Direction 1: In the records below, retype word for word the lines starting at the line containing "Look at the photograph above. For each instance of the wet" and ending at the line containing "Target: wet sand", including both of those lines.

Page excerpt:

12. Next set of evidence is P.Ws. 4 and 5. P.W.4 is none other than the worker, working under the accused No.l in the said shop along with other accused. According to him, after serving the liquor to the deceased and P.Ws. 2 and 3, he left the shop after collecting that days wages and was sleeping in his house. At about midnight, be heard barking of the dog. He and his wife got up and saw accused No.4 coming to the scene of occurrence with blood stain in his hands. When he questioned the accused No.4, he along with other accused warned those persons and asked him to keep quiet. This witness has not revealed this fact to anybody till he was examined by the police on 13.7.87. He has admitted that the shop of the accused No.l was run on the next day as well as on 10.7.87 as usual. All the accused were present. If really the accused had attacked the deceased and committed the murder, it is hard to believe that these accused would remain in village running the shop without any kind of fear and tension. This conduct of the witness, is not above doubt. He has stated that on the next day morning, he met P.W.5 and informed him about the incident which has taken place near the house of P.W.4. Even this P.W.5 Kalamani has not revealed this fact to anybody till he was examined by the police. The incident has taken place behind his house. He has admitted that on 8.7.87, he was examined by the police. But he did not reveal this fact before them. It is surprising how he could be examined on 8.7.87 by the police, because criminal law was set in motion only on 12.7.87. This witness has further stated that he has revealed this fact of the information given to him by P.W.4 before the police only on 13.7.87. He is the person who has been convicted for offences and his name was registered in the K.D. register and police were keeping vigilance about his movement and daily he was appearing before the police to mark the attendance. It will not be safe to place reliance on the evidence of this witness. The learned Sessions Judge without considering these aspects in the evidence of P.Ws. 4 and 5, has simply relied upon their evidence and held that their evidence corroborates the version given by P.Ws. 2 and 3.

Direction 2: Continue the court's discussion of the witnesses' evidence in the murder case from the point where it stops.

Material:
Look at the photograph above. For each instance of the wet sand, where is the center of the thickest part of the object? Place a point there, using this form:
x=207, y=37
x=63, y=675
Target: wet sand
* * *
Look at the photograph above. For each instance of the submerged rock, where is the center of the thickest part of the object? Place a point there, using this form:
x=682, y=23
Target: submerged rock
---
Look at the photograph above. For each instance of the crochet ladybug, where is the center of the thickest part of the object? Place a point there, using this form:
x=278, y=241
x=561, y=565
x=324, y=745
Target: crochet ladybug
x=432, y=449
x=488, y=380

Final result 1:
Look at the photograph above. For each instance of the wet sand, where is the center of the thickest part of the object? Place a point there, using this form:
x=207, y=37
x=63, y=675
Target: wet sand

Final result 2:
13. It is pertinent to mention here that the criminal taw was set in motion in this case only on 12.7.87, when the accused No.4 appeared before P.W.1, the village Administrative Officer of Cuddalore. P.W.1 has stated that on 12.7.87 at about 7 p.m. Accused No.4 appeared before him and he narrated before him about the commission of murder of 3 persons by the other accused. On the basis of such statement, P.W.1 went to the scene of occurrence and saw the leg of one dead body. Even though he had gone to the scene of occurrence and found the dead bodies, the Village Administrative Officer has not made any arrangement to post somebody to keep watch over the dead bodies. Even though the police station is 10 feet away from the office of P.W. 1, he has not lodged a complaint before the police station on the same day night. Instead he forwarded the statement of accused No.4 which he referred as Ex.11 along with his report Ex.P2 only on 13.7.87. He has further admitted that the dead bodies were found, surrounded by residential houses and people used to park the lorries during might time. According to him on the next day, P.W. 18 the Tahsildar came there and held an enquiry. The learned Sessions Judge has discarded the evidence of P.W.18, Tahsildar.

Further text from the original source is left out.